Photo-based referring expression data
* * *

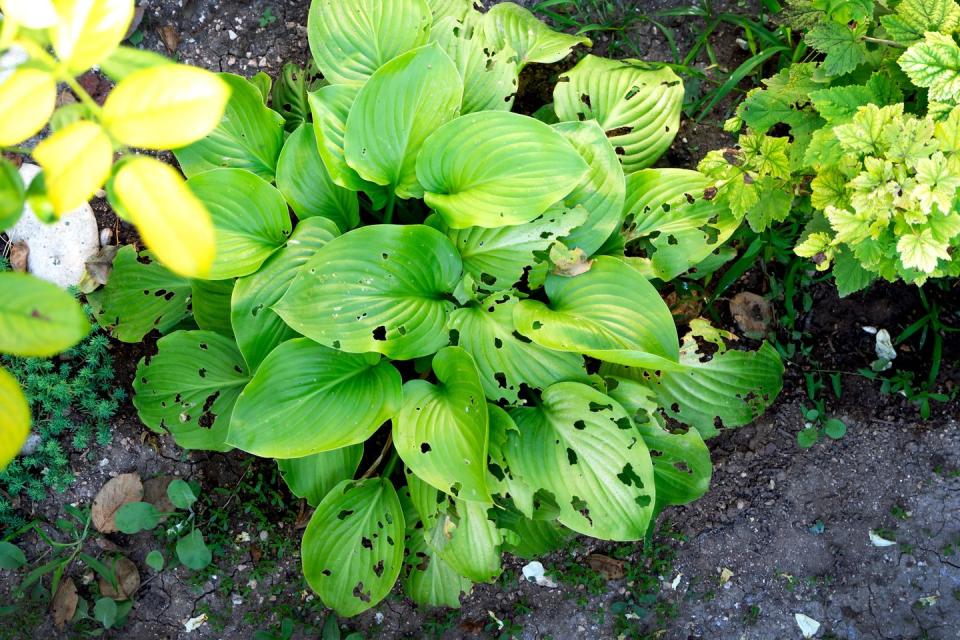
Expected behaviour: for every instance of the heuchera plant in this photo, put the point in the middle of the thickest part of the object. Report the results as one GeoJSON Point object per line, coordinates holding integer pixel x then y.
{"type": "Point", "coordinates": [457, 272]}
{"type": "Point", "coordinates": [875, 136]}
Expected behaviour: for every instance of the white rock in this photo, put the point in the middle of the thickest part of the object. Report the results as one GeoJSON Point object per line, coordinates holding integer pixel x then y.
{"type": "Point", "coordinates": [58, 252]}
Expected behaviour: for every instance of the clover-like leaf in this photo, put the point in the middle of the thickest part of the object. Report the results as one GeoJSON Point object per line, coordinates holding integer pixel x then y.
{"type": "Point", "coordinates": [441, 430]}
{"type": "Point", "coordinates": [306, 398]}
{"type": "Point", "coordinates": [382, 288]}
{"type": "Point", "coordinates": [352, 550]}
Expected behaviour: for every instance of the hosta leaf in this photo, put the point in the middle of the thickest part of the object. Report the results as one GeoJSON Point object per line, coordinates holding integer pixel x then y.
{"type": "Point", "coordinates": [211, 305]}
{"type": "Point", "coordinates": [38, 318]}
{"type": "Point", "coordinates": [249, 216]}
{"type": "Point", "coordinates": [582, 447]}
{"type": "Point", "coordinates": [611, 313]}
{"type": "Point", "coordinates": [677, 226]}
{"type": "Point", "coordinates": [441, 430]}
{"type": "Point", "coordinates": [249, 136]}
{"type": "Point", "coordinates": [306, 398]}
{"type": "Point", "coordinates": [330, 106]}
{"type": "Point", "coordinates": [636, 103]}
{"type": "Point", "coordinates": [312, 477]}
{"type": "Point", "coordinates": [352, 549]}
{"type": "Point", "coordinates": [504, 360]}
{"type": "Point", "coordinates": [602, 190]}
{"type": "Point", "coordinates": [496, 257]}
{"type": "Point", "coordinates": [140, 297]}
{"type": "Point", "coordinates": [257, 327]}
{"type": "Point", "coordinates": [935, 65]}
{"type": "Point", "coordinates": [490, 76]}
{"type": "Point", "coordinates": [351, 39]}
{"type": "Point", "coordinates": [306, 185]}
{"type": "Point", "coordinates": [381, 288]}
{"type": "Point", "coordinates": [508, 24]}
{"type": "Point", "coordinates": [494, 168]}
{"type": "Point", "coordinates": [401, 104]}
{"type": "Point", "coordinates": [189, 388]}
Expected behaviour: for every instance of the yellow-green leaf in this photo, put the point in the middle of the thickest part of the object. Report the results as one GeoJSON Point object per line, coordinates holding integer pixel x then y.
{"type": "Point", "coordinates": [76, 162]}
{"type": "Point", "coordinates": [27, 98]}
{"type": "Point", "coordinates": [172, 221]}
{"type": "Point", "coordinates": [14, 418]}
{"type": "Point", "coordinates": [87, 31]}
{"type": "Point", "coordinates": [165, 107]}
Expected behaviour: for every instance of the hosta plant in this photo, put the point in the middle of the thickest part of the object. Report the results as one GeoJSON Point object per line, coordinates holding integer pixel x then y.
{"type": "Point", "coordinates": [155, 105]}
{"type": "Point", "coordinates": [873, 158]}
{"type": "Point", "coordinates": [445, 347]}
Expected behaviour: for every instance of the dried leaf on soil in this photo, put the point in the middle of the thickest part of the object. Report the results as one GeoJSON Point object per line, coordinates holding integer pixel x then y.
{"type": "Point", "coordinates": [117, 492]}
{"type": "Point", "coordinates": [128, 580]}
{"type": "Point", "coordinates": [64, 604]}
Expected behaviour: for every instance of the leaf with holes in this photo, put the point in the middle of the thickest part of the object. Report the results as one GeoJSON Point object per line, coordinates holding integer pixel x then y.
{"type": "Point", "coordinates": [636, 103]}
{"type": "Point", "coordinates": [383, 288]}
{"type": "Point", "coordinates": [582, 447]}
{"type": "Point", "coordinates": [306, 398]}
{"type": "Point", "coordinates": [611, 313]}
{"type": "Point", "coordinates": [441, 430]}
{"type": "Point", "coordinates": [352, 549]}
{"type": "Point", "coordinates": [189, 388]}
{"type": "Point", "coordinates": [505, 359]}
{"type": "Point", "coordinates": [494, 168]}
{"type": "Point", "coordinates": [249, 216]}
{"type": "Point", "coordinates": [257, 327]}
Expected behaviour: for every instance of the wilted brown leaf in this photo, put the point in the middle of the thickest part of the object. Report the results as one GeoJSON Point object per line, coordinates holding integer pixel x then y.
{"type": "Point", "coordinates": [128, 580]}
{"type": "Point", "coordinates": [609, 568]}
{"type": "Point", "coordinates": [117, 492]}
{"type": "Point", "coordinates": [64, 604]}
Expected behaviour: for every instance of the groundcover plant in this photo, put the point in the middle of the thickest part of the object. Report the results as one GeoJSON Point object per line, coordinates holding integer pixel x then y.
{"type": "Point", "coordinates": [453, 311]}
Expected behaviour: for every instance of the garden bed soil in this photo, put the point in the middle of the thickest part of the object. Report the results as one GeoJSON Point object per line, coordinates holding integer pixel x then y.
{"type": "Point", "coordinates": [782, 531]}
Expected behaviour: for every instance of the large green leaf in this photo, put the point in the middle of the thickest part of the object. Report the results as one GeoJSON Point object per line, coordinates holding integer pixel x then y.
{"type": "Point", "coordinates": [382, 288]}
{"type": "Point", "coordinates": [496, 168]}
{"type": "Point", "coordinates": [490, 77]}
{"type": "Point", "coordinates": [306, 398]}
{"type": "Point", "coordinates": [505, 360]}
{"type": "Point", "coordinates": [601, 192]}
{"type": "Point", "coordinates": [508, 24]}
{"type": "Point", "coordinates": [352, 549]}
{"type": "Point", "coordinates": [38, 318]}
{"type": "Point", "coordinates": [636, 103]}
{"type": "Point", "coordinates": [581, 446]}
{"type": "Point", "coordinates": [189, 388]}
{"type": "Point", "coordinates": [257, 327]}
{"type": "Point", "coordinates": [676, 225]}
{"type": "Point", "coordinates": [306, 185]}
{"type": "Point", "coordinates": [250, 219]}
{"type": "Point", "coordinates": [496, 257]}
{"type": "Point", "coordinates": [312, 477]}
{"type": "Point", "coordinates": [330, 106]}
{"type": "Point", "coordinates": [351, 39]}
{"type": "Point", "coordinates": [141, 296]}
{"type": "Point", "coordinates": [441, 430]}
{"type": "Point", "coordinates": [611, 313]}
{"type": "Point", "coordinates": [401, 104]}
{"type": "Point", "coordinates": [249, 136]}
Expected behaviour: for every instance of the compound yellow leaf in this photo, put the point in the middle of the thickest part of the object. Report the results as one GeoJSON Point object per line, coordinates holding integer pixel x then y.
{"type": "Point", "coordinates": [27, 98]}
{"type": "Point", "coordinates": [172, 221]}
{"type": "Point", "coordinates": [14, 418]}
{"type": "Point", "coordinates": [89, 30]}
{"type": "Point", "coordinates": [76, 161]}
{"type": "Point", "coordinates": [165, 107]}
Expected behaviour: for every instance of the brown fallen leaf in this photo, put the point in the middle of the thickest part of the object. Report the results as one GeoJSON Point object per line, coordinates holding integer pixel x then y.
{"type": "Point", "coordinates": [64, 604]}
{"type": "Point", "coordinates": [117, 492]}
{"type": "Point", "coordinates": [752, 313]}
{"type": "Point", "coordinates": [128, 580]}
{"type": "Point", "coordinates": [609, 568]}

* * *

• WORK ORDER: Please write out, exactly as they appear, the line that contains "Expected behaviour: for every instance of the brown" and every line after it up to the end of the entries above, and no others.

• WORKED SOLUTION:
Expected behaviour: for every instance of the brown fallen leaf in this photo, put the point in the middle of the thickest part of the object. Report the results as one GeoJSON Point object per line, coordinates holding integer pixel x then y.
{"type": "Point", "coordinates": [64, 604]}
{"type": "Point", "coordinates": [117, 492]}
{"type": "Point", "coordinates": [752, 313]}
{"type": "Point", "coordinates": [128, 580]}
{"type": "Point", "coordinates": [609, 568]}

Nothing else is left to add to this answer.